* **GOAL OF THE EXERCISE**: Images in the records should be skipped while the rest is transcribed verbatim.

* **DATA EXTRACTS**:
=== Begin Enclosure ===
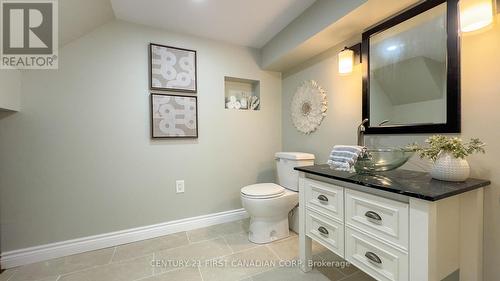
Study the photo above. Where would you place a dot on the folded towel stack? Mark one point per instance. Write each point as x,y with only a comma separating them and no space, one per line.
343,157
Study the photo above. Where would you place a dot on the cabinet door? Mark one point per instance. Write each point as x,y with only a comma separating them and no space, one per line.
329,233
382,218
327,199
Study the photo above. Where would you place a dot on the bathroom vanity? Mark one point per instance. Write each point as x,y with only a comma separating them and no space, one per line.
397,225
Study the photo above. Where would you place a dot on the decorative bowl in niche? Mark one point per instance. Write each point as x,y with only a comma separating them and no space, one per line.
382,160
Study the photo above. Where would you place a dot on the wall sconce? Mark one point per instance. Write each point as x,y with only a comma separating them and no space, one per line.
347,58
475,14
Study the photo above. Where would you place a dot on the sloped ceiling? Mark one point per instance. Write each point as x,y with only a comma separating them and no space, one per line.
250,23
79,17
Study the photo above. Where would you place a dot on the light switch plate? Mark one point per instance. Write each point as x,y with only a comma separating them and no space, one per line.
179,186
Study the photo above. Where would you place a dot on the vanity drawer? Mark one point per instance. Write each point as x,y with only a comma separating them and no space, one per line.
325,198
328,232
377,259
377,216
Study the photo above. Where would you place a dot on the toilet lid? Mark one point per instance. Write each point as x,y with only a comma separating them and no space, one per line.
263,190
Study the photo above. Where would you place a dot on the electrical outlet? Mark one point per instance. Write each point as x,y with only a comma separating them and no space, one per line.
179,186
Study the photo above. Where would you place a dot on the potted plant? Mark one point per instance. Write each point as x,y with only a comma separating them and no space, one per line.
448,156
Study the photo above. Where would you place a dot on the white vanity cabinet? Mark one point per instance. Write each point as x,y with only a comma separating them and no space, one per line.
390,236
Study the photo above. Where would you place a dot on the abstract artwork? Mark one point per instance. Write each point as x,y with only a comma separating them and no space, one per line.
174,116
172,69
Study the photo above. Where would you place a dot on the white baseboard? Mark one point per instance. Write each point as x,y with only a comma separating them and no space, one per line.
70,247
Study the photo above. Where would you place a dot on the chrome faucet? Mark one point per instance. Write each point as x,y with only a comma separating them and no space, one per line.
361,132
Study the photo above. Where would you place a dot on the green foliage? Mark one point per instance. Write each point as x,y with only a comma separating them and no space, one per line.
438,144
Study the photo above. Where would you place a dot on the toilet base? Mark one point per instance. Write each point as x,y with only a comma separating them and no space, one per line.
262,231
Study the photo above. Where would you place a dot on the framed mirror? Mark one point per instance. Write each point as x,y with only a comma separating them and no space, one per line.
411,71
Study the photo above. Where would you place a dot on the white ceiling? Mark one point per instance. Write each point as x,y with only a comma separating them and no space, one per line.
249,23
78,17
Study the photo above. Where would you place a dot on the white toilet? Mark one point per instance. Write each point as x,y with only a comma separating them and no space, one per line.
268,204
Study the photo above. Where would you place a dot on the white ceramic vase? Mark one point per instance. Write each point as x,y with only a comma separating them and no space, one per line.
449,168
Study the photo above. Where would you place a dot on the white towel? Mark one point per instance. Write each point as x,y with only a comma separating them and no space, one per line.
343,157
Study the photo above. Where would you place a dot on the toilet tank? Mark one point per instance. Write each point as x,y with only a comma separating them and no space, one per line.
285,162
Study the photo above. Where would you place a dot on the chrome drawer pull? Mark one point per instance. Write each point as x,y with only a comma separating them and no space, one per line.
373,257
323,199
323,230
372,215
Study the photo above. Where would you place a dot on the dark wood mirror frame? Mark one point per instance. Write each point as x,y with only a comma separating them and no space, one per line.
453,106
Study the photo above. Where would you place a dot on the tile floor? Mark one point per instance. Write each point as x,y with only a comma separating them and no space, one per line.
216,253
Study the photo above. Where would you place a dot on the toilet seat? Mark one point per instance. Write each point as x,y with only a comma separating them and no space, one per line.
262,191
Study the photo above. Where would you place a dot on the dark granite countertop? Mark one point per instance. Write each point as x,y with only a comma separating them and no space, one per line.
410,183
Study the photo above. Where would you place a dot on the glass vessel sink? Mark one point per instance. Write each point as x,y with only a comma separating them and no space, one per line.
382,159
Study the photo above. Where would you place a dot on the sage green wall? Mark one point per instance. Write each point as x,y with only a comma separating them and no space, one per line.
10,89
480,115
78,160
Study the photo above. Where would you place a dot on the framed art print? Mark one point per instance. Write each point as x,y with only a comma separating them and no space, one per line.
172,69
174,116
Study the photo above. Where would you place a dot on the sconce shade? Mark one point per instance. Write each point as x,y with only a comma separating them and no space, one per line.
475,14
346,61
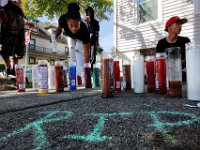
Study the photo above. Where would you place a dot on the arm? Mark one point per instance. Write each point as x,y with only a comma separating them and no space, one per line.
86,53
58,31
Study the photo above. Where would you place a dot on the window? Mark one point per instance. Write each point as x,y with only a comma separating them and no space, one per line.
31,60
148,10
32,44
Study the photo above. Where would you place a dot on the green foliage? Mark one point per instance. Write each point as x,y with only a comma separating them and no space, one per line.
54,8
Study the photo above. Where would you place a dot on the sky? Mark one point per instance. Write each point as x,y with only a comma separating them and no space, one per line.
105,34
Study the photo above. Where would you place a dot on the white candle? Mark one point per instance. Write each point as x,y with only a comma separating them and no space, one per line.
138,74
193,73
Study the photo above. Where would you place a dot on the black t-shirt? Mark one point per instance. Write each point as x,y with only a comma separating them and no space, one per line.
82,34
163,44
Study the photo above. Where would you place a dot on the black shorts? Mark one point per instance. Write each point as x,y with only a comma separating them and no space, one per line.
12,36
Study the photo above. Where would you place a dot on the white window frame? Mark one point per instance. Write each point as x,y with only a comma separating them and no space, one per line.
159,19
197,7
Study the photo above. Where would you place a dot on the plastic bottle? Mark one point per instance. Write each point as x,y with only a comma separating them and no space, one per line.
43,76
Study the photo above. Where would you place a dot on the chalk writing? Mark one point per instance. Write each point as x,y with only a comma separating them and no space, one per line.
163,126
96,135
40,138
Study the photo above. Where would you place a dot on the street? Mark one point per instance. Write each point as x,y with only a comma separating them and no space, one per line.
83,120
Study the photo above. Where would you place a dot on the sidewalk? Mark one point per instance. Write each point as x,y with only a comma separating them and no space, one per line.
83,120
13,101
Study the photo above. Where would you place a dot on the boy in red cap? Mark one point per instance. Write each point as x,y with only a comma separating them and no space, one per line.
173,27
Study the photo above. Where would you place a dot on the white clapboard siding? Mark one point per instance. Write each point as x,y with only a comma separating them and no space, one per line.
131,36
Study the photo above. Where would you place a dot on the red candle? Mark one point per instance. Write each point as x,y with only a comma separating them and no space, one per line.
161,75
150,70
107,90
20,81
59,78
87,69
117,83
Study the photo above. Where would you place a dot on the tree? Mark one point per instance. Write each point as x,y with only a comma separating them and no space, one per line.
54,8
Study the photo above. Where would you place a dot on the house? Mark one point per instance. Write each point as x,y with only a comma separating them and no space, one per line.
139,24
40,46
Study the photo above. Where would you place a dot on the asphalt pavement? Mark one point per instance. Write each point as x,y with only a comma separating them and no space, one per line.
=== End Enclosure ===
* **WRITTEN ANSWER**:
Study the photo above. Where would you place a dot on the folded towel stack? Mark one point per instance. Write each point as x,y with only a comma separating them and no space, one per line.
343,157
Study the photo above. Where would you place a dot on the cabinet door? Mark one point per instance. Write each point as x,y with only a comma separating them and no space, one per line.
329,233
382,218
327,199
Study the photo above. Where would you place a dot on the bathroom vanity? Mark one point per instance. Write each point as x,y with only a comma separating them and no space, one per line.
397,225
Study the photo above. Where would you place a dot on the decorative bowl in niche? Mark one point per instance. Write each point as x,y with only a comma separating them and no space, one per line.
382,160
Study the photo above. Where would you place a dot on the wall sconce? Mark one point per instance. Write each point as x,y with only a comma separating them and no space, one per line.
347,58
475,14
Study the photo above. Where would you place a dot on the sloped ceiling? Mark one point per instance. Write each point as x,y with only a comma separating them and no space, one per line.
250,23
79,17
Study the photo above. Where would you place a dot on the light switch plate? Mark one point per instance. Write each point as x,y with only a comma separating them and no space, one per line.
179,186
Study the photo above. Where would you place a dot on the vanity drawer? Mark one point per instance. Write each point as x,y with only a comma separating them and no space, one per line.
325,198
328,232
377,259
377,216
Study the photo above. Where would you place a dot on the toilet lid? Mark one point per instance. Write each point as x,y with only a comma separating them and no space, one per line.
263,190
Study the photo above. Where would you place a dot on the electrical outlet? Mark one point per instance. Write each point as x,y with only a comma separating them and no space, one per line.
179,186
Study the photo above. Where would you place a dot on the potted plant? Mark one point per instance. Write each point as x,y with only a comma separating them and no space, one per line.
448,156
Study the photo above. Where would you place a dot on the white vanity cabinet? Mark one point per instance. Write each point as x,y with only a comma separating them and no space, one per line.
390,236
Study the photo above. Where would you place a dot on the abstract artwork? Mark one point per instance. Write each point as x,y with only a comma separating them and no space, one per line.
174,116
172,69
Study the photo above. Where would you place a dot on the white baseboard? Mark one point per instance. Write each point as x,y with only a comma separating them and no space, one per line.
70,247
Study the photo above. Where would you place a dot on the chrome faucet? Mark one point per instance. Write each point as x,y with only a comma separating them and no space, one per line.
361,132
Study the photo above. Where would you place a dot on the green foliage? Mark one point per instance. Write each point as x,y with only a comma separating them and no space, one per line.
438,144
Study the photo above. Where would you place a dot on the toilet base? Mark one point per instance. Write each point as x,y with only a comma separating them and no space, one per line.
262,231
Study the photo above. Where would you place a dot on the framed mirror? Mark one point per instance. Write each point as x,y with only a comma separating them and no space, one per line.
411,71
Study the photo above. Where would you place a dot on the white ceiling? Mark one point per instance. Write each point as x,y with only a comma separating them and no space, one per line.
249,23
78,17
Study the photo above. Where would you place a dot on the white toilet? Mark one point per instance. Write each point as x,y with only a comma separating them and no space, one per line.
268,204
Study the photo above. Where would you place a dot on the white ceramic vase? Mark one point per instance. Write each point as x,y with only a comma separating them and no space, one per line.
449,168
Study the photo above. Where would you place a dot on the white towel? Mark one point per instance. Write each point as x,y with only a comma separating them and no space, one per line.
343,157
Study the photo above. Where would you place a dot on the toilet tank? Mark one point per instance. Write each point as x,y with only a comma separating them and no space, one per line.
285,162
Study the photo above. Where would you place a dot on the chrome drawer pull? Mark one point per instance. Write each point as x,y with only a comma separating them and no space, one per line.
373,257
323,199
323,230
372,215
Study the photo above. Where would you place a dot on the dark wood mirror frame? Mark one point per instance. Write each point as x,y with only a comma separating them and no space, one per line.
453,106
Study the photo above. Where would you place a dot on the tile floor? Mark one point per instance. Write each point as x,y with only a comma separating them and no space, one per line.
216,253
Study the photo above. Where would you place a dot on the toilet seat? Mark one point per instance. Write each point as x,y with only a comma separating them and no space, one per line.
262,191
Study the photo above. Where would you place a dot on the dark granite countertop? Mark one point per instance. Write each point as x,y with only a comma separating them and no space, one per line.
410,183
Study the photo above. Where would you place a dot on the glass vessel sink? Mark one point per instance. Write each point as x,y with only a comma separating them and no space, one per line.
382,159
Study the photo above. Where would you place a dot on the sage green wall? Mark one point per instance. Write each point as x,y with only a comma separating them and no space, one per line.
10,89
480,115
78,160
Study the photo above. Where would you place a dot on the framed art print? Mark one point per instance. Write each point as x,y with only a comma separating them and no space, one per line.
172,69
174,116
Study the photo above. Where would you place a dot on the sconce shade? Mark one point per instance. Write each point as x,y with only a comma separating them and no space, one per line.
475,14
346,61
Study the photo above. Where would you place a dot on the arm? Mark one point per instance. Write each point as x,y with only a comma separating them and no space, one per line.
86,53
58,31
Study the photo above. Where would you place a dot on the window? Mark one point per instance. Write each point as x,y with only a comma separating them and no space, one per line.
31,60
148,10
32,44
Study the photo above. Where would you place a dot on the green foliage? Mark one point per instance. Write each point as x,y with only a comma separating them and no space, one per line.
54,8
Study the photo above. Where would you place a dot on the sky? Mark one point per instance. Write each point as x,y with only a comma separating them and no space, one per line.
105,34
Study the photo above. Where would you place a dot on the white candle? Mark one point per instance. Write each point as x,y with only a comma separating them and no space, one per line.
138,74
193,73
Study the photo above. Where would you place a dot on the black t-shirt? Mark one point per instance. Write each point as x,y with only a comma separating them and no space, one per line.
82,34
163,44
Study the photo above. Where would you place a dot on the black shorts? Mark one point per instance. Write each point as x,y with only a comma separating them and no space, one per line.
12,36
Study the photo above. Where would you place a dot on the white window frame? Mark one point per instance. Write each point as x,y with only a comma separating them and no space, one per line.
159,19
197,7
Study the photo above. Where would you place a dot on the plastic bottle? Mark one point per instance. Write each point as x,y with only a comma separating them and no space, one per line.
43,76
Study the photo above. Where would you place a dot on the chalk writing? Mark one point per instance. Write each point as x,y with only a comma separating them and no space, one per line.
163,126
96,135
40,138
Study the photo above. Where would you place a dot on the street? Mark one point per instance. Write each point as x,y with only a comma separating them and no space, one per line.
83,120
Study the photo above. Where would you place a dot on the sidewalk? Mark one point per instance. Write each point as x,y with only a comma separating them and no space, one per line.
83,120
13,101
Study the photo above. Where would you place a dot on the boy in red cap? Mark one point per instance. Write each point as x,y with only a comma separating them and no space, one per line.
173,27
Study the photo above. Where would you place a dot on the white clapboard siding? Mark one point per instance. Write each point as x,y with only a comma separating them and no space, one per line.
131,36
Study the photo above. Where would you place a dot on the red candle? Mark one point per instance. Write each point as x,y with only a comma separating them and no space, one per line.
161,75
150,70
107,90
20,81
59,78
87,69
117,83
Study the photo above. Where would you place a dot on the tree? Mark one point per instance. Write each point as x,y with only a comma separating them and no space, one per line.
54,8
Study the photo above. Where would you place a dot on the house? Mark one point per instance. Write each point as x,y with only a comma separating them and no space, one per line.
139,24
40,46
Study the photo above. Where would you place a dot on the asphalt pavement? Mark one point per instance. Write each point as x,y with only a comma separating them and no space, one per line.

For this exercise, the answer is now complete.